→ Task: Could you repeat the records below exactly as written?

→ Listed records:
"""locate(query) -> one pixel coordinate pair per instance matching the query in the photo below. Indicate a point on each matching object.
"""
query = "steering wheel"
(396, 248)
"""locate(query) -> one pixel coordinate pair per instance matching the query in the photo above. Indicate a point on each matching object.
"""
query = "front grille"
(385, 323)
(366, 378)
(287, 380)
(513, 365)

→ Result for this exercise:
"""locate(query) -> one pixel coordinate pair per instance matching the query in the photo below. Indicate a point on each matching object.
"""
query = "steering wheel"
(396, 248)
"""locate(query) -> one pixel coordinate pair per instance matching the query in the photo above. Indicate a point on each matching object.
"""
query = "front grille"
(385, 323)
(366, 378)
(287, 380)
(513, 365)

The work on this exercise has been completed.